(What is being asked): Arrange all of the data below as a two-column CSV with the header input,output, one row per entry with its text under input and its answer under output. Put each field in double quotes and turn any line breaks inside a field into spaces.

(Input rows):
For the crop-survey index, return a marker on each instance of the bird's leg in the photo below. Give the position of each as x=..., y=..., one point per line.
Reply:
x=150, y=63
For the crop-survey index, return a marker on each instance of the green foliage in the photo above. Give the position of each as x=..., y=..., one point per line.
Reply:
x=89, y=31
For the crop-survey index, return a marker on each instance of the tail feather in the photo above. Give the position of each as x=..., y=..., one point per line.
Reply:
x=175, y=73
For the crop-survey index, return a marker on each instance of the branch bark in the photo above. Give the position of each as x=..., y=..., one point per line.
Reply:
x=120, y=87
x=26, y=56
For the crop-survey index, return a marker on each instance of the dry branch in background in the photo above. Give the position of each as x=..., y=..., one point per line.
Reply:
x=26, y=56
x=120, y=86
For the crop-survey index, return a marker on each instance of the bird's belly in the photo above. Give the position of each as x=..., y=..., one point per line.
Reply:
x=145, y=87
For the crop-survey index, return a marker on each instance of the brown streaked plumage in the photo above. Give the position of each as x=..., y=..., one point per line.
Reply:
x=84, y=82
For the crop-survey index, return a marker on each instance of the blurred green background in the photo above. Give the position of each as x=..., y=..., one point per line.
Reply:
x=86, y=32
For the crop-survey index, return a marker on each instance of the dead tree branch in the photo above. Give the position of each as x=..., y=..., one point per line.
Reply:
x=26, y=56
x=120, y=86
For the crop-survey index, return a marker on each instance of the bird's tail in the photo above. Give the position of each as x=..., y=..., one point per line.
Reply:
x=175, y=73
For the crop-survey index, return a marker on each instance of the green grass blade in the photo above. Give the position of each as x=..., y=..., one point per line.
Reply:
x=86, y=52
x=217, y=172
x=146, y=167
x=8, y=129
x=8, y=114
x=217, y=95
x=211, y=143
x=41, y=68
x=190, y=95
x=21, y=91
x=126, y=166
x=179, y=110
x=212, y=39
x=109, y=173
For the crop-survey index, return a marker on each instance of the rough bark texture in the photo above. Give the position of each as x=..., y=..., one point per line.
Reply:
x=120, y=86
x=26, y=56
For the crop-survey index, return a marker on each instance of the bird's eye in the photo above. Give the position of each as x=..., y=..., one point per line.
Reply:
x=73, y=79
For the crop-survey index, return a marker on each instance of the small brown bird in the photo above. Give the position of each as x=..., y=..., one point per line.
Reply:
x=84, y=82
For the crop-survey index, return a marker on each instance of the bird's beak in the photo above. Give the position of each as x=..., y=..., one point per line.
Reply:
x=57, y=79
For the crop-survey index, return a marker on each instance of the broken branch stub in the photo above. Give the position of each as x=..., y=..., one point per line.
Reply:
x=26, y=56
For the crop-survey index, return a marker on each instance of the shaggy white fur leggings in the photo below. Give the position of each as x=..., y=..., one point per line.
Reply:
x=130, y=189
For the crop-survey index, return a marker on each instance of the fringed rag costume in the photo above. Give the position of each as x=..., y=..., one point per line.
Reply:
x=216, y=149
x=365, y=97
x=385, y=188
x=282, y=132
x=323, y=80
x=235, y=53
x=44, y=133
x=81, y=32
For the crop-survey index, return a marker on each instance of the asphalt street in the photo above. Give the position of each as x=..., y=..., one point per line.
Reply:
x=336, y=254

(Complete answer):
input,output
"For the crop-survey index, return a marker on each instance of the bird's leg in the photo below. Give the position of each as x=..., y=..., one point per line. Reply:","x=150, y=63"
"For the crop-survey index, return a marker on each instance of the green foliage in the photo above. Give the position of each as x=..., y=..., one point per line. Reply:","x=89, y=31"
"For the crop-survey index, return a marker on each instance of the tail feather in the photo above. Give the position of each as x=..., y=..., one point per line. Reply:","x=175, y=73"
"For the crop-survey index, return a marker on each instance of the branch bark in the photo above. Give the position of each as x=..., y=..., one point per line. Reply:","x=120, y=87 x=26, y=56"
"For the crop-survey index, return a marker on each instance of the dry branch in background in the photo above. Give the position of each as x=..., y=..., one point per line. Reply:","x=26, y=56 x=120, y=86"
"For the crop-survey index, return a marker on each instance of the bird's belly in the photo above. Give the position of each as x=..., y=..., one point per line. Reply:","x=145, y=87"
"For the crop-survey index, return a marker on each instance of the brown streaked plumage in the photo above. Give the position of each as x=..., y=..., one point per line. Reply:","x=84, y=82"
"For the crop-survey index, return a marker on each instance of the blurred green background in the photo above. Give the position of each as x=..., y=..., one point per line. Reply:","x=86, y=32"
"For the crop-survey index, return a marker on each instance of the dead tree branch in the photo above. Give the position of each as x=..., y=..., one point per line. Reply:","x=26, y=56 x=120, y=86"
"For the crop-survey index, return a marker on each instance of the bird's tail in the photo above. Give the position of each as x=..., y=..., one point per line. Reply:","x=175, y=73"
"For the crop-survey index, return a marker on each instance of the green grass blade in the photo above. Give the position of each as x=..., y=..., one point per line. Reply:","x=86, y=52 x=217, y=172 x=146, y=167 x=8, y=129 x=8, y=114 x=217, y=95 x=211, y=143 x=41, y=68 x=190, y=95 x=21, y=91 x=126, y=166 x=179, y=110 x=212, y=39 x=109, y=173"
"For the crop-survey index, return a marker on each instance of the rough bark texture in the photo above. Give the position of each as x=..., y=..., one point per line. Reply:","x=120, y=86 x=26, y=56"
"For the crop-survey index, return a marker on each instance of the bird's eye in the photo above. Give the position of each as x=..., y=..., one point per line. Reply:","x=73, y=79"
"For the crop-survey index, return a marker on each instance of the small brown bird in the photo above. Give the position of each as x=..., y=..., one point per line. Reply:","x=84, y=82"
"For the crop-survey index, return a marker on each instance of the bird's beak in the photo above. Give the position of each as x=..., y=..., one point per line. Reply:","x=57, y=79"
"For the crop-survey index, return a marker on each instance of the broken branch stub in the photo above. Give the position of each as x=..., y=..., one point per line. Reply:","x=26, y=56"
"For the crop-survey index, return a marker on each instance of the shaggy white fur leggings in the photo below. Give the position of each as x=..., y=..., one point per line. Reply:","x=130, y=189"
"For the crop-survey index, return a marker on each instance of the fringed rag costume in the photo above. Give the position of each as x=..., y=..., one point per line. Reply:","x=216, y=149 x=365, y=97 x=385, y=188 x=282, y=132 x=323, y=80 x=235, y=53 x=44, y=133 x=81, y=32"
"For the crop-survey index, return a marker on each instance of the asphalt street in the photo above. Give the position of each as x=..., y=..., one point per line. Reply:","x=336, y=254"